To derive the sky coordinates of 1E 1207.4-5209 we computed the boresight correction to be applied to the default EPIC astrometry. This was done independently for the MOS1 and MOS2 cameras; the pn data were not used since the small field of view ( $4\times 4$ arcmin) prevented the detection of a suitable number of serendipitous sources.

The positions of the $\sim$ 200 serendipitous sources detected in the MOS field of view were correlated with the Guide Star Catalog II (GSC-II). After rejecting ambiguous matches, the optical brightness and the X-ray spectrum were used as criteria to identify the X-ray sources having stellar counterparts. This yielded 6 good reference sources which were used to correct the EPIC astrometry. The rms error between the refined X-ray and GSC-II positions was found to be of $\sim$ 1'' per coordinate, entirely consistent with the expected $\leq$ 1.5'' internal EPIC astrometric accuracy (Kirsch 2003). The resulting MOS1 position of 1E 1207.4-5209 is $\alpha_{J2000}=\rm 12h10m00.91s$ , $\delta_{J2000}=-52^{\circ}26'28.8''$ with an overall error radius of 1.5'', including the quoted residual uncertainty as well as the absolute intrinsic accuracy (0.35'' per coordinate) of the GSC-II. The MOS2 position is $\alpha_{J2000}=\rm 12h10m00.84s$ , $\delta_{J2000}=-52^{\circ}26'27.6''$ , with an uncertainty of 1.5'', similar to the MOS1 case. The two positions are fully consistent, with a difference well within the expected accuracy of the relative astrometry between the MOS cameras.

In order to obtain an independent measurement on the position of 1E 1207.4-5209, we have retrieved from the Chandra Data Archive a public dataset relative to a recent (2003/06/15) ACIS Timed Exposure mode observation (20 ks) of the target.

Following the Chandra X-ray Center threads to improve the absolute astrometry of the standard pipeline-processed archived data, we used the Aspect Calculator to verify that the selected observation was not affected by any known aspect offset.

→ **DATASET SECTION**:

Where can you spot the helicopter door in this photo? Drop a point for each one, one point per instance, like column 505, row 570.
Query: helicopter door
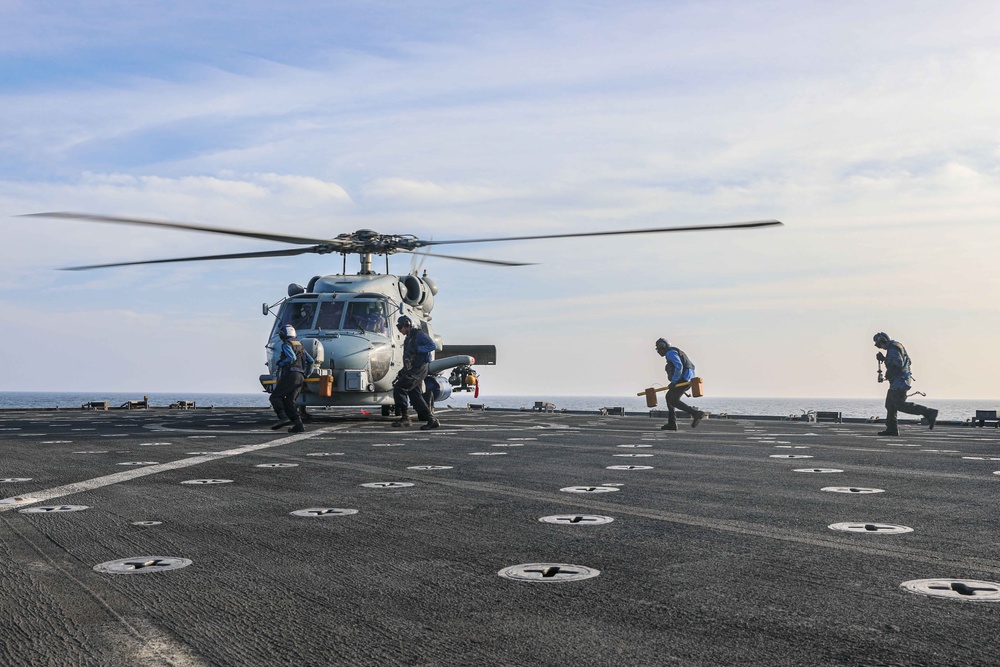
column 369, row 316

→ **TASKS FOR THIS EXERCISE**:
#1 For each statement below, decide whether the astrometry excerpt supports it, and answer yes or no with the deciding words from the excerpt quoted exactly. (a) The pn data were used along with the MOS data to compute the boresight correction. (b) Six reference sources were used to correct the EPIC astrometry. (c) The Chandra observation retrieved from the archive lasted 20 ks.
#2 From the astrometry excerpt, extract the part starting at "To derive the" and ending at "of serendipitous sources.".
The material above comes from a different source than the astrometry excerpt.

→ **SOLUTIONS TO THE PROBLEMS**:
#1
(a) No: "the pn data were not used"
(b) Yes: "This yielded 6 good reference sources which were used to correct the EPIC astrometry."
(c) Yes: "ACIS Timed Exposure mode observation (20 ks) of the target"

#2
To derive the sky coordinates of 1E 1207.4-5209 we computed the boresight correction to be applied to the default EPIC astrometry. This was done independently for the MOS1 and MOS2 cameras; the pn data were not used since the small field of view ( $4\times 4$ arcmin) prevented the detection of a suitable number of serendipitous sources.